▶ **Exercise goal**
Please transcribe exactly, and only, the lines of the data below between the line holding "gravel ground in this photo." and the line holding "in white puffer", inclusive.

(Extracted data entries)
■ ■ ■
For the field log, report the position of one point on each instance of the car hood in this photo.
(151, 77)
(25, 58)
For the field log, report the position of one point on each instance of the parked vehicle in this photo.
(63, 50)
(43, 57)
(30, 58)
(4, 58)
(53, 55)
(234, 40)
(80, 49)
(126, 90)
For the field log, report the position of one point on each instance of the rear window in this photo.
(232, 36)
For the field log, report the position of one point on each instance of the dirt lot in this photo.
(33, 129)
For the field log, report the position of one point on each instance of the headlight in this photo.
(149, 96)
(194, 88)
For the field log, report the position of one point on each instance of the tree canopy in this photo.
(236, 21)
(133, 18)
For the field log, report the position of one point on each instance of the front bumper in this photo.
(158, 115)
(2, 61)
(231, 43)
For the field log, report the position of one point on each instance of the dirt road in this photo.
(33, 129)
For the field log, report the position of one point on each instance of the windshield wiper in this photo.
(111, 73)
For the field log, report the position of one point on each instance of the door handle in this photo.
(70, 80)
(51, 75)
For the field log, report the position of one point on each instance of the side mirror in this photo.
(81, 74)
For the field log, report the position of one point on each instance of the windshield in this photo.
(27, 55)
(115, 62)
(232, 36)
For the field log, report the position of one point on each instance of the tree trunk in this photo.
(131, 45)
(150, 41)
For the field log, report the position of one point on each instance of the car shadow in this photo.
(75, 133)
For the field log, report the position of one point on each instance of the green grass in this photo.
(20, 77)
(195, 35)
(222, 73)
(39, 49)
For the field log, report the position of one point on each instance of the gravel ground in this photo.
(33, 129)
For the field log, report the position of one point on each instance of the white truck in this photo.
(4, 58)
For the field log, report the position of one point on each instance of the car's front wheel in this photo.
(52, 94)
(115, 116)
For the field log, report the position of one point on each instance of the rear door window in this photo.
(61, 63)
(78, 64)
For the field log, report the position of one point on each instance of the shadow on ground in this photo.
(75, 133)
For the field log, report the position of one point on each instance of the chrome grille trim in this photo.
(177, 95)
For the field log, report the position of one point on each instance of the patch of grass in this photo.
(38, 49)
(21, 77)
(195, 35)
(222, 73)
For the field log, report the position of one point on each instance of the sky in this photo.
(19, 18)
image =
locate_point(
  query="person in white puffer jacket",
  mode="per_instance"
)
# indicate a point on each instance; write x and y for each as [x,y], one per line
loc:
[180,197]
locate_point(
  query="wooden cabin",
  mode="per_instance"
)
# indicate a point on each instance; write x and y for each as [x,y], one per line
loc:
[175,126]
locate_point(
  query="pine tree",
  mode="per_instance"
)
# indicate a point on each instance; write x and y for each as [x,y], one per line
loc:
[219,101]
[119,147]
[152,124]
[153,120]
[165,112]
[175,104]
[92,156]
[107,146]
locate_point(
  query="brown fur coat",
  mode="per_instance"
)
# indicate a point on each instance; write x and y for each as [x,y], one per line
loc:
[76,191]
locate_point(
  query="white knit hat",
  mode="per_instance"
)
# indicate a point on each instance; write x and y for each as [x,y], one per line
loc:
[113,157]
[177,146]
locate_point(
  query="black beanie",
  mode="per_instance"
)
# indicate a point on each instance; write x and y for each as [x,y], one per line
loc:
■ ■ ■
▶ **Result**
For the field log, report the position of one point on each instance of the gravel ground in this photo.
(33, 129)
For the field log, report the position of one point on each instance of the white truck in this photo.
(4, 58)
For the field log, report the position of one point on each instance of the car's front wheel in this photo.
(52, 94)
(115, 116)
For the field log, report the position of one point on each instance of the rear door window in this photo.
(61, 63)
(78, 64)
For the field log, report the position of one point on each instance of the shadow on ground in this photo.
(75, 133)
For the field log, report the position of one point on each instance of the chrome grille trim in this photo.
(177, 95)
For the field log, report the position of one point on each instance of the patch of grass in this photo.
(38, 49)
(21, 77)
(195, 35)
(222, 73)
For the field log, report the position of one point on each instance of the sky in this photo.
(19, 18)
image =
locate_point(
  query="person in white puffer jacket",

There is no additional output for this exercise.